◆ GIVEN PROBLEM ◆
Gather every line of the records below that contains the string "ocean", and copy each one out.

◆ Raw records ◆
..........
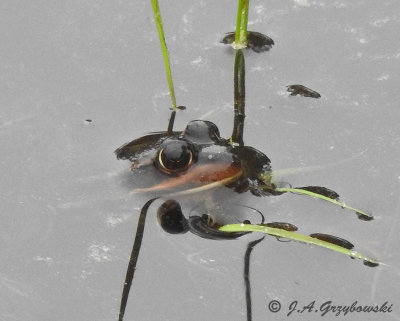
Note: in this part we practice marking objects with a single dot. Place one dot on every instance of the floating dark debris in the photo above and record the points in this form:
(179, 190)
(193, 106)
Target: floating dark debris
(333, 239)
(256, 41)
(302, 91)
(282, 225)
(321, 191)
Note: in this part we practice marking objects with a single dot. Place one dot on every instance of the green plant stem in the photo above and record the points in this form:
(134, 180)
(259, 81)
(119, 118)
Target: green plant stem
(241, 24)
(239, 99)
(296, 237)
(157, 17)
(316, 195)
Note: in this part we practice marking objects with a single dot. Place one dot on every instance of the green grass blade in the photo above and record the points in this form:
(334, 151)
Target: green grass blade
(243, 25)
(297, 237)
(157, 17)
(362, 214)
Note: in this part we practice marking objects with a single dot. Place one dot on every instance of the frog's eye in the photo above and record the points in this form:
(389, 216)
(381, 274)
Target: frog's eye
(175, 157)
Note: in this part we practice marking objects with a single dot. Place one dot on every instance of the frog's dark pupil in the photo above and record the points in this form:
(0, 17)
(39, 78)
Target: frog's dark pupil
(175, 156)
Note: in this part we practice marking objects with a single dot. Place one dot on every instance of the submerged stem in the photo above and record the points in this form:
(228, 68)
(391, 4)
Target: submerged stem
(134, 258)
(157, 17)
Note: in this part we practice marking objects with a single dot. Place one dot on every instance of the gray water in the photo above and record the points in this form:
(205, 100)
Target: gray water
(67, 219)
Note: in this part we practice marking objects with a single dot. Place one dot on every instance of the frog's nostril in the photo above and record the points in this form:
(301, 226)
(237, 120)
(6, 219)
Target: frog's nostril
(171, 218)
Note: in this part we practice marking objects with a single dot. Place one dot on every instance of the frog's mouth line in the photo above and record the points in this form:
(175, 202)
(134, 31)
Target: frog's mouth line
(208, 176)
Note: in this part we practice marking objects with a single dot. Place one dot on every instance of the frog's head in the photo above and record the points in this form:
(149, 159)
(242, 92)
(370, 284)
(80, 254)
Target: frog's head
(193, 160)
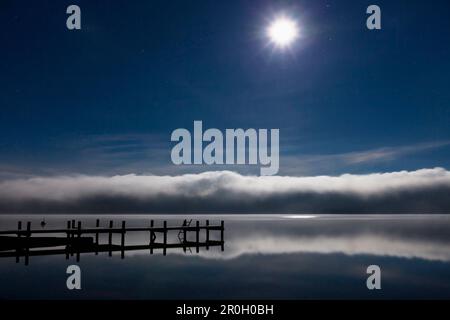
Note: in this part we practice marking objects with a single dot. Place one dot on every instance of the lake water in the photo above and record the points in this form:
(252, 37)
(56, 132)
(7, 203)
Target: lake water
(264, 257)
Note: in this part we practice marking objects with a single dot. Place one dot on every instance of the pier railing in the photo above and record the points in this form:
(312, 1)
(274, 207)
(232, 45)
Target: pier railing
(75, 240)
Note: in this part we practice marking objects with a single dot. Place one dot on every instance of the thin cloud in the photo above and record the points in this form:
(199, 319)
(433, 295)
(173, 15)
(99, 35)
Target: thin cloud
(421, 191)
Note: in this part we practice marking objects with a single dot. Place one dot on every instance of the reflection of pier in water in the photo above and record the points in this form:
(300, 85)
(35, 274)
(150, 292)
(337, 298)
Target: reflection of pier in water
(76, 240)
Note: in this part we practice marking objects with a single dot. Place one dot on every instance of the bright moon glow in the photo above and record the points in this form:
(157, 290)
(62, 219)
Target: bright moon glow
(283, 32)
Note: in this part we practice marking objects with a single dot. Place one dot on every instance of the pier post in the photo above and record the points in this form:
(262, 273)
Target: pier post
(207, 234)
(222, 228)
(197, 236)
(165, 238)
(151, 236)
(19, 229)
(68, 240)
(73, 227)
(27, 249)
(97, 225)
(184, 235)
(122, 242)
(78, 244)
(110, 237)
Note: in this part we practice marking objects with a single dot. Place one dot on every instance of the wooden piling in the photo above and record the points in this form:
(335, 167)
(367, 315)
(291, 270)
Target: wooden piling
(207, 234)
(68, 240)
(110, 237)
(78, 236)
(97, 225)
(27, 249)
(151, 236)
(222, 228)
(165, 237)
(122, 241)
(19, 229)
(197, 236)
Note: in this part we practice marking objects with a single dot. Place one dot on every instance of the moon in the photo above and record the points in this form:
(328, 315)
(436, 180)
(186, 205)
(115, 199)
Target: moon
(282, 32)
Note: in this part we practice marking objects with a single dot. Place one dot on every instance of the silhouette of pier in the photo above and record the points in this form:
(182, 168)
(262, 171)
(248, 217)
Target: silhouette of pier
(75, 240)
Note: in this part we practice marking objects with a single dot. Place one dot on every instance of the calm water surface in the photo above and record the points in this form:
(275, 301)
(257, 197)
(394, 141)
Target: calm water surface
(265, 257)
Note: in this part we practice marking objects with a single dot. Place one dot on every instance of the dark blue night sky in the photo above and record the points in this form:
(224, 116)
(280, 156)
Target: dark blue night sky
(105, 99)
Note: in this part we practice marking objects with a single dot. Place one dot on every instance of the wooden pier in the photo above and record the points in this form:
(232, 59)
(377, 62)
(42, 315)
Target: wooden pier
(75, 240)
..........
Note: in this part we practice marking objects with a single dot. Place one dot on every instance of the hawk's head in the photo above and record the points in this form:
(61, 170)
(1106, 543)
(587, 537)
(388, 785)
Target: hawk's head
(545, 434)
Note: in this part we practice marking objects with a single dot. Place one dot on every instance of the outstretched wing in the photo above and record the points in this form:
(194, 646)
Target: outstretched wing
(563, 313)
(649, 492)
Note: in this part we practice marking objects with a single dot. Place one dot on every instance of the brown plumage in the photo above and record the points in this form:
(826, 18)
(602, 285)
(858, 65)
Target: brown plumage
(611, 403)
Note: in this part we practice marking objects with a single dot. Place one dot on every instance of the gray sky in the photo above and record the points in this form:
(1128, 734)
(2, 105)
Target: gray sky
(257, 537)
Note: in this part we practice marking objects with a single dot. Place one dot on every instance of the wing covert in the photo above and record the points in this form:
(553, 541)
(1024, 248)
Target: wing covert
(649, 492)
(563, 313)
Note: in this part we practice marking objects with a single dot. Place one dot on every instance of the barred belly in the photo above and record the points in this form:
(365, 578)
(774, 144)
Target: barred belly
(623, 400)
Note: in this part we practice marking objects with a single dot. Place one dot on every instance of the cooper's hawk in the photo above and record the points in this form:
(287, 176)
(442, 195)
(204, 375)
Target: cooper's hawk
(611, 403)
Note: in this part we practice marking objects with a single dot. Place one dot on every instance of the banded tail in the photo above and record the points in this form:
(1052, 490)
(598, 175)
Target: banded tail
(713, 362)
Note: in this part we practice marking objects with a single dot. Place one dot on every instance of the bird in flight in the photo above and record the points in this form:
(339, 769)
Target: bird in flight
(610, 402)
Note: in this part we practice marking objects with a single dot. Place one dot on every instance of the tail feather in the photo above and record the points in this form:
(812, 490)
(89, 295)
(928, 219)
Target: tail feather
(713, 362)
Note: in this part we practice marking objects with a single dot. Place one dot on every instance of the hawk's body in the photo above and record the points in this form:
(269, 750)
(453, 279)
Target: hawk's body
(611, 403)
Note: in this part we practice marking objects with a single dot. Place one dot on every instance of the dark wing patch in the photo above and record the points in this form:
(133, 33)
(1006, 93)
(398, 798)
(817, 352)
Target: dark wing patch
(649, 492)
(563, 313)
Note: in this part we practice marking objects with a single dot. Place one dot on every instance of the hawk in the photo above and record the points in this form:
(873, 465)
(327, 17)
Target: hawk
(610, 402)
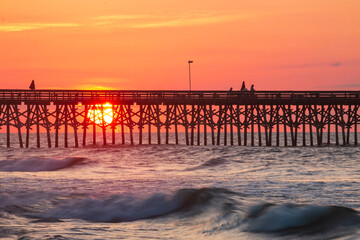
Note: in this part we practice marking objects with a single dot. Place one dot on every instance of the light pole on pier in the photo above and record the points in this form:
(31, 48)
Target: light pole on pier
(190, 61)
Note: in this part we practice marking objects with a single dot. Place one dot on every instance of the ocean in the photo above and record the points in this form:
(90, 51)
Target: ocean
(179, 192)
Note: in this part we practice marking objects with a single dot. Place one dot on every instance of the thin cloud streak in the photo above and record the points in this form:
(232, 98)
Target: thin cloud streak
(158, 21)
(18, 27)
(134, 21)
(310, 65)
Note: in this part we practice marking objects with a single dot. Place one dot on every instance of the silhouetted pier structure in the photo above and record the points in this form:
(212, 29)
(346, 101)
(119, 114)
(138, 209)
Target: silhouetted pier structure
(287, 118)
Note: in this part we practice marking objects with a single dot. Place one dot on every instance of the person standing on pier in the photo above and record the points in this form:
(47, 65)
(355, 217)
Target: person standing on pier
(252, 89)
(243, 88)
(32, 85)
..........
◆ FULL OUTPUT ◆
Note: in this part we practice marking objects with a single dot. Place one dot on every instance of the ocean in the photo above and record the points in this form:
Target: ocean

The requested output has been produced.